● Directions
Copy out the records verbatim from the line containing "Check that every instance of the distant" up to and including the line containing "[[498, 301]]".

>> begin

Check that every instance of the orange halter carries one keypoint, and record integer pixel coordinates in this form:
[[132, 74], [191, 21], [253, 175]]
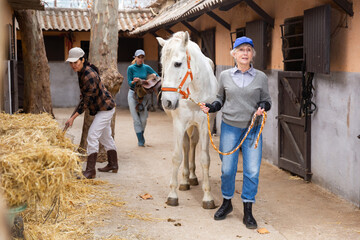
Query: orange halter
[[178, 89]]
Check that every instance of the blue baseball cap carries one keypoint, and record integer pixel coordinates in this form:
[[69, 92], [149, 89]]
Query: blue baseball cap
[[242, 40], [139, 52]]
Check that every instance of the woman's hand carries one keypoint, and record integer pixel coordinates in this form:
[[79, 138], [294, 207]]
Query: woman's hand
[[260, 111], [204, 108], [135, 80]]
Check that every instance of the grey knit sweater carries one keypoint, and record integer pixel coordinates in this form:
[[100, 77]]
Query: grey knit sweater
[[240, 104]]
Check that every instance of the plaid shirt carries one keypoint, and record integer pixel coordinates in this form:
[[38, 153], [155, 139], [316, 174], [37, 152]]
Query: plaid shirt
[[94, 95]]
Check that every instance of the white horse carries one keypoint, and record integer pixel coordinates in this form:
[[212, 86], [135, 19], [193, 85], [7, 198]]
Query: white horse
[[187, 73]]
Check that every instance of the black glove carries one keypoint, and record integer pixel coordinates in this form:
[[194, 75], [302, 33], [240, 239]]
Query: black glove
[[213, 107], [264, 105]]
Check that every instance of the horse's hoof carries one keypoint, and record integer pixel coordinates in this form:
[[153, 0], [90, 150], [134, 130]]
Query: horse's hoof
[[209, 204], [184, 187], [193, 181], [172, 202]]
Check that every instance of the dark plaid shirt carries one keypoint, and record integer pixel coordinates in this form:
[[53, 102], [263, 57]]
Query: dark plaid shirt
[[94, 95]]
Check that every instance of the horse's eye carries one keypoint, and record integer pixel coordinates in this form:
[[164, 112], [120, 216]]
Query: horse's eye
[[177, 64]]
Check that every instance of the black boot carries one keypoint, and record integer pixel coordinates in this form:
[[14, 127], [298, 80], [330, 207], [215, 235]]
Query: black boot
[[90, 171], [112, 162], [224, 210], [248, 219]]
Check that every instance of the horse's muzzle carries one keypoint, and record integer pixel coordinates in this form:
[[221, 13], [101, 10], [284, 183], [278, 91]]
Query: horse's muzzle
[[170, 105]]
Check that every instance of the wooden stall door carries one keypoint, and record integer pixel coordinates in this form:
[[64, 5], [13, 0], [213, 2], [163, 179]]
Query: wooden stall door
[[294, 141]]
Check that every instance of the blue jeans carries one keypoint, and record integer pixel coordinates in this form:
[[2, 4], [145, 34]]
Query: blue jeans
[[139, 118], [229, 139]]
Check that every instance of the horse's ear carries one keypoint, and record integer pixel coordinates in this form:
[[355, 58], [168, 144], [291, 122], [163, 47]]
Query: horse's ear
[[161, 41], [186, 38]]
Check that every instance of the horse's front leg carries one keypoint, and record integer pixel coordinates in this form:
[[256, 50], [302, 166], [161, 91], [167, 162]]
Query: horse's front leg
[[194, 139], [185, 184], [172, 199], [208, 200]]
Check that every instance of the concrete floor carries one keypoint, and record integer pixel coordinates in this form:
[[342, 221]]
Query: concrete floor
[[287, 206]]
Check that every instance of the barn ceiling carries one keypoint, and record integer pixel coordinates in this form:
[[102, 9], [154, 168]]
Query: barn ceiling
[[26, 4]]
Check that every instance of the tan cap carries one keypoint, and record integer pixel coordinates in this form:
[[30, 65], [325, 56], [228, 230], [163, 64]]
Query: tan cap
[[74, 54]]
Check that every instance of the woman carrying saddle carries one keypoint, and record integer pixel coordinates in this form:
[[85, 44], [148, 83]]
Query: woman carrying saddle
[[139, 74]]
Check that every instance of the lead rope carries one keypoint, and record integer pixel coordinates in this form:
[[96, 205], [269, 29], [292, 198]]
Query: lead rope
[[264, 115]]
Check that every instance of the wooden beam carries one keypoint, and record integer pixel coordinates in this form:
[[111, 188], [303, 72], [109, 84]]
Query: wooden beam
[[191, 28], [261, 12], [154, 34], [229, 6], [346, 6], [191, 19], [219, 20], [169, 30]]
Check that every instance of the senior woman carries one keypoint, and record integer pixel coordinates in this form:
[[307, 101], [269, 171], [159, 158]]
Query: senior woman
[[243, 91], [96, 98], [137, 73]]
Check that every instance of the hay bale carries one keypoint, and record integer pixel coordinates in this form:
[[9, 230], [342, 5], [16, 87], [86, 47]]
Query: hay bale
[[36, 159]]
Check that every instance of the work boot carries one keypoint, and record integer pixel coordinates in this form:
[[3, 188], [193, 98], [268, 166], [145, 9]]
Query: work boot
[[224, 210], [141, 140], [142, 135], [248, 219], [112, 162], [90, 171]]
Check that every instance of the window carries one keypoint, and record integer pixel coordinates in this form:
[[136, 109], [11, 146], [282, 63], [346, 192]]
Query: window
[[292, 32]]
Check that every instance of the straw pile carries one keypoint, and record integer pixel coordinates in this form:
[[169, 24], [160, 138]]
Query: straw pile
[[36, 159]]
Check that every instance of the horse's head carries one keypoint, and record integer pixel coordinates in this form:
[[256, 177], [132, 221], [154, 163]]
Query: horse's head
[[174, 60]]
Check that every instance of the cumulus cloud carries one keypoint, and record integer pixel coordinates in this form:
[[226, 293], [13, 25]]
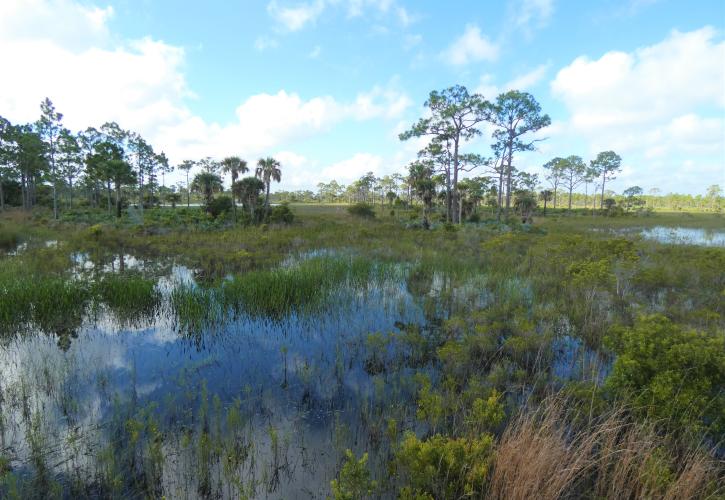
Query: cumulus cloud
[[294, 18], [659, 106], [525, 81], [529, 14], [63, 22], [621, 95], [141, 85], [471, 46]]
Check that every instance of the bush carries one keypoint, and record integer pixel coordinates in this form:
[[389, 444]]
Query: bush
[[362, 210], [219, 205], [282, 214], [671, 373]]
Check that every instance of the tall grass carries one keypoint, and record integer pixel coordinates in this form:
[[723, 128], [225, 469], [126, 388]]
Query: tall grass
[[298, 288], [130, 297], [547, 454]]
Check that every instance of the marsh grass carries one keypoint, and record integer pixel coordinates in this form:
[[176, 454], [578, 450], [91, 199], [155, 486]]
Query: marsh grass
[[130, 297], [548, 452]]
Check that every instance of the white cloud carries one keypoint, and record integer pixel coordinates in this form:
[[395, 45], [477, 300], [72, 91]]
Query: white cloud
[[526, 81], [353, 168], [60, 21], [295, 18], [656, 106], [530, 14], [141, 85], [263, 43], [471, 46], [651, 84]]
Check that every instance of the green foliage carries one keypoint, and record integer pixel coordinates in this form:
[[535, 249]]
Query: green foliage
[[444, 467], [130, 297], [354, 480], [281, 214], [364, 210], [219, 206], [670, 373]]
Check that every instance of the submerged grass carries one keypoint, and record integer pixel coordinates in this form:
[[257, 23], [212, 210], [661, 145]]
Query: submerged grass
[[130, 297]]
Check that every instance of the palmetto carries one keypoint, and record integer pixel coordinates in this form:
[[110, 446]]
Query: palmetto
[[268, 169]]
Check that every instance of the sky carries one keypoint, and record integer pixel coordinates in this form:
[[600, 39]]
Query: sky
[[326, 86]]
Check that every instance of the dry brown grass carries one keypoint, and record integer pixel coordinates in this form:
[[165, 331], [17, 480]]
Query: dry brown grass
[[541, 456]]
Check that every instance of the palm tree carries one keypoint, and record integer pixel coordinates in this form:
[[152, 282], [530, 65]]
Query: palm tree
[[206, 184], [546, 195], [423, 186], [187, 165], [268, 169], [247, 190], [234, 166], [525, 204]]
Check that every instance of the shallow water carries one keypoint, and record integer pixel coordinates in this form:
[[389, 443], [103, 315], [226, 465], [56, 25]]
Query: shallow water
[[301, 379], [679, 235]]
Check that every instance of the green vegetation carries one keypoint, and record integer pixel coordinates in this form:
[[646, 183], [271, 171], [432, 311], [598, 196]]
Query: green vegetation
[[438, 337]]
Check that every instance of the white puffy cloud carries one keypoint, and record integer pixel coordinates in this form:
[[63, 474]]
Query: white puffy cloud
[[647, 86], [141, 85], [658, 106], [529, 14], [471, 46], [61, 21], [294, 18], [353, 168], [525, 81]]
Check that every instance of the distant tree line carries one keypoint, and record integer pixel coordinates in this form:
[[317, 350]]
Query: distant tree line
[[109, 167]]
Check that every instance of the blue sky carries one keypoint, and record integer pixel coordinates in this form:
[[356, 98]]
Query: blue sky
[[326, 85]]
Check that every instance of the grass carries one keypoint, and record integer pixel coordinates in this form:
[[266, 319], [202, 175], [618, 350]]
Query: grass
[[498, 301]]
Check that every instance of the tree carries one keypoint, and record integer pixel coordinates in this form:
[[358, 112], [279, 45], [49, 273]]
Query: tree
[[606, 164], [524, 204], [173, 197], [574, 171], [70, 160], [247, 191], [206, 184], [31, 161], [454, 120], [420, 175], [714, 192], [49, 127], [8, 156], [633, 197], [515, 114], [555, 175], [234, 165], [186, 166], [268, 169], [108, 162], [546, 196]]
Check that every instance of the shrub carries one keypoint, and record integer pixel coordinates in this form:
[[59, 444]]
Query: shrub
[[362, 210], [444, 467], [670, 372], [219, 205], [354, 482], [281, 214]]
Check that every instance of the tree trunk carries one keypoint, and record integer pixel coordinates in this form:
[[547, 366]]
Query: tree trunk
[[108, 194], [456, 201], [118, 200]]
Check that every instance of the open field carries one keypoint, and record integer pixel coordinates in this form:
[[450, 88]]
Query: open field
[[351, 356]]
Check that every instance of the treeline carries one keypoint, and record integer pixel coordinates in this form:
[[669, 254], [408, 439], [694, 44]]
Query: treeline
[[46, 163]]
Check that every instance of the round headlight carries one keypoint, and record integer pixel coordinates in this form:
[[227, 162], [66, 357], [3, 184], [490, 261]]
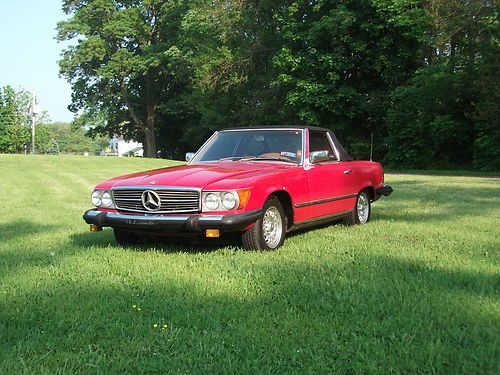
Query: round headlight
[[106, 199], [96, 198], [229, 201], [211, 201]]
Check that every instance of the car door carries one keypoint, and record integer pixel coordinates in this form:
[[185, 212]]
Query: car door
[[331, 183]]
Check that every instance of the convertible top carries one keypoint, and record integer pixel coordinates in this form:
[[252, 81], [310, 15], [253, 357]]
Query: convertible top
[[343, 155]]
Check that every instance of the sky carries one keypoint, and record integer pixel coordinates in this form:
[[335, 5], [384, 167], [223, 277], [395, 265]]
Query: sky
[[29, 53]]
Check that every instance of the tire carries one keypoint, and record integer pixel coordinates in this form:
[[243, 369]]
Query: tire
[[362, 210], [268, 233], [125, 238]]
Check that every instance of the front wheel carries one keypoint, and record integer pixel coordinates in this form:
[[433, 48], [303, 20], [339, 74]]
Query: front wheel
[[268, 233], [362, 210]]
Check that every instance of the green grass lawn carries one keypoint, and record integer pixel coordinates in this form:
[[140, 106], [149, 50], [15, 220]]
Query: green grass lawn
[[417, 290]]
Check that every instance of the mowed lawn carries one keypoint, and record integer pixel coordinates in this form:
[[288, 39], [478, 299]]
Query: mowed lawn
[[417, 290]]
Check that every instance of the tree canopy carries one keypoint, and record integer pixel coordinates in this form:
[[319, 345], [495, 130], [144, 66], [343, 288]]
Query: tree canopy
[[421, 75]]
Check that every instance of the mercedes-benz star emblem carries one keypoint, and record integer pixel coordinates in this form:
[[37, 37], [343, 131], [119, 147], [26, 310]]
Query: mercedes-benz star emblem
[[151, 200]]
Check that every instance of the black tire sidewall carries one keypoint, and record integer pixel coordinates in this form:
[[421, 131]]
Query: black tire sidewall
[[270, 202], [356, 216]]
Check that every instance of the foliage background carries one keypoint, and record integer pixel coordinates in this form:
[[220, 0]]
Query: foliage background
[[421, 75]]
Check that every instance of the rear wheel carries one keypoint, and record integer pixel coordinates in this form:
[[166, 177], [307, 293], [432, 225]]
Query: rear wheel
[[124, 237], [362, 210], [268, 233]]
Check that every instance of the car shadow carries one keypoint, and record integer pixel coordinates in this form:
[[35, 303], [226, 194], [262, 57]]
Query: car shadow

>> end

● Response
Check that every instance of the distant tree line carries one keypoint, and record integer pixel coordinates in this form:
[[317, 350]]
Query: distant tree line
[[109, 167]]
Check that every instance of the blue sky carries one keypoint, and record integer pixel coordinates in this form:
[[356, 98]]
Query: blue sky
[[326, 85]]
Check that every instance of the grass carries one keypoint, and record integer pixel coordinates in this form:
[[266, 319], [202, 175], [618, 350]]
Query: grass
[[498, 301]]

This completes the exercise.